▶ [TEXTE FOURNI]:
════════════════════
Comment la durabilité souveraine peut-elle guider les décisions d'investissement ?
Vincent : Les pénuries d'eau, le changement climatique, l’augmentation des conflits, le recul de la démocratie, la détérioration des habitats, les politiques énergétiques et d'autres enjeux liées à la durabilité deviennent des points de tension géopolitiques. Les liens entre ces questions sont à la fois puissants et complexes.
Prenons le cas de l’industrie automobile : la Chine occupe une position de leader sur l'ensemble de la chaîne de valeur des moteurs pour les véhicules électriques. Pour protéger son industrie automobile, l'Union européenne (UE) a imposé des droits de douane provisoires visant à contrer le « dumping » - autrement dit, la vente à des prix artificiellement bas - de véhicules électriques subventionnés importés de Chine. Pourtant, l'UE cherche aussi à promouvoir les véhicules électriques pour atteindre ses objectifs de réduction des émissions d’ici 2035.
════════════════════
▶ [DONNÉES]:
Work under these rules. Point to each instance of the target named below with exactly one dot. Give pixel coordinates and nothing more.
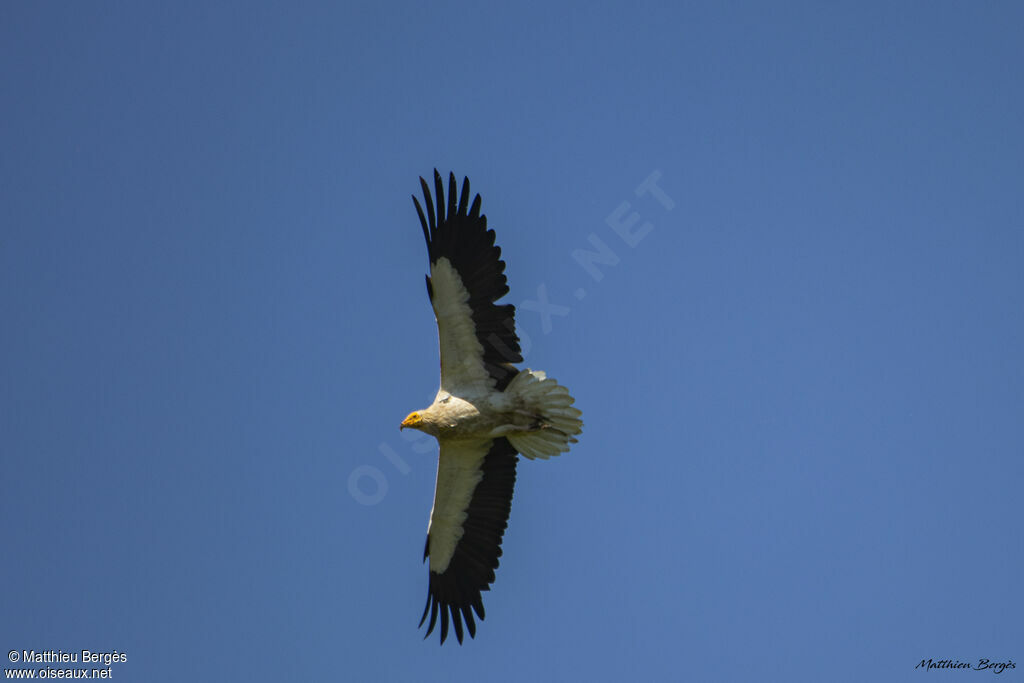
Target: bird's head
════════════════════
▶ [TÂCHES À FAIRE]:
**A)** Répondez brièvement à chaque question d'après le texte consacré à la durabilité souveraine.
(i) Selon Vincent, que deviennent les enjeux liés à la durabilité ?
(ii) Quel pays occupe une position de leader sur l'ensemble de la chaîne de valeur des moteurs pour les véhicules électriques ?
(iii) D'ici quelle année l'UE veut-elle atteindre ses objectifs de réduction des émissions ?
**B)** Rédigez la suite du texte consacré à la durabilité souveraine, en reprenant après sa dernière phrase.

▶ [RÉPONSES AUX EXERCICES]:
**A)**
(i) Ils deviennent des points de tension géopolitiques.
(ii) La Chine.
(iii) D'ici 2035.

**B)**
L'analyse de facteurs tels que la gouvernance, l'État de droit et le capital social aide à identifier et à évaluer les risques, ainsi qu'à anticiper une éventuelle dégradations des crédits souverains, qu'elle soit liée à une incapacité ou à une réticence à honorer la dette. Par exemple, nous pensons que les régimes autocratiques ne sont pas viables à long terme et que leur dette comporte des risques accrus. En 2022, nous avons ainsi analysé la performance des obligations souveraines des différentes nations selon leur classement Freedom House : Libre, Partiellement Libre, ou Non libre. Cette analyse a révélé que les obligations des pays considérés comme « libres »[1] pouvaient présenter une légère surperformance.
Quels changements avez-vous observés récemment ?
Vincent : Nous pouvons aborder cette question de deux façons : en examinant les tendances de fond et les classements de durabilité des pays.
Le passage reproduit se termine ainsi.